La limitation de la production, principal point de blocage
La partie est loin d'être gagnée. La dernière session de négociations s'est soldée par un échec cinglant à Busan, en Corée du Sud, fin 2024. Plusieurs centaines de points de désaccord, loin d'être tous résolus aujourd'hui, avaient alors entravé le projet de traité. Le plus crispant ? L'inscription dans le traité d'une limitation de la production de plastiques neufs. Des pays pétroliers, comme l'Arabie saoudite, l'Iran ou la Russie, s'y opposent farouchement. Autre point d'achoppement, l'établissement d'une liste de produits chimiques jugés "problématiques" pour la santé ou l'environnement : les PFAS (ou "polluants éternels"), les perturbateurs endocriniens, les phtalates, ou encore les bisphénols.

DONNÉES D'ENTRÉE:

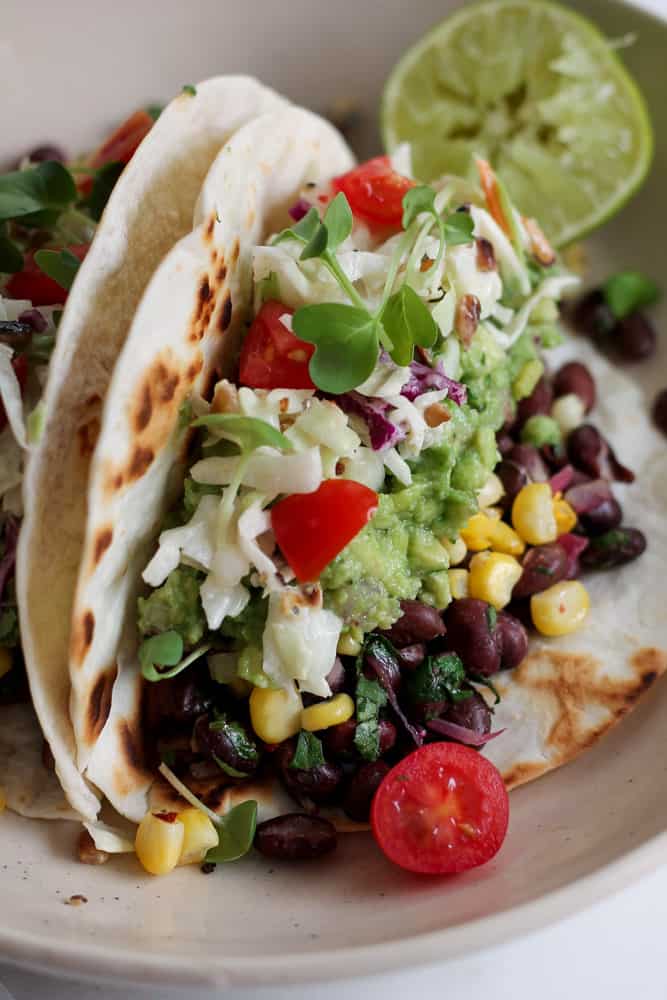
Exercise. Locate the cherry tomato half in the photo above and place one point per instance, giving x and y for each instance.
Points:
(312, 528)
(375, 192)
(20, 366)
(442, 809)
(119, 147)
(272, 357)
(31, 283)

EXERCICES:
**1)** Indiquez si chaque affirmation concorde avec le texte sur le traité plastique, en répondant oui ou non et en citant les mots décisifs du texte : (a) la session de négociations de Busan s'est terminée par un échec ; (b) tous les points de désaccord sont aujourd'hui résolus ; (c) la Russie soutient la limitation de la production de plastiques neufs.
**2)** Reprenez, s'il vous plaît, le passage du texte sur le traité plastique qui commence à « La limitation de » et s'achève à « encore les bisphénols. », en remplaçant « Busan » par « Genève ».
Ces données n'ont aucun lien avec le texte sur le traité plastique.

RÉPONSES DANS L'ORDRE:
**1)**
(a) Oui : « La dernière session de négociations s'est soldée par un échec cinglant à Busan ».
(b) Non : « Plusieurs centaines de points de désaccord, loin d'être tous résolus aujourd'hui ».
(c) Non : « Des pays pétroliers, comme l'Arabie saoudite, l'Iran ou la Russie, s'y opposent farouchement ».

**2)**
La limitation de la production, principal point de blocage
La partie est loin d'être gagnée. La dernière session de négociations s'est soldée par un échec cinglant à Genève, en Corée du Sud, fin 2024. Plusieurs centaines de points de désaccord, loin d'être tous résolus aujourd'hui, avaient alors entravé le projet de traité. Le plus crispant ? L'inscription dans le traité d'une limitation de la production de plastiques neufs. Des pays pétroliers, comme l'Arabie saoudite, l'Iran ou la Russie, s'y opposent farouchement. Autre point d'achoppement, l'établissement d'une liste de produits chimiques jugés "problématiques" pour la santé ou l'environnement : les PFAS (ou "polluants éternels"), les perturbateurs endocriniens, les phtalates, ou encore les bisphénols.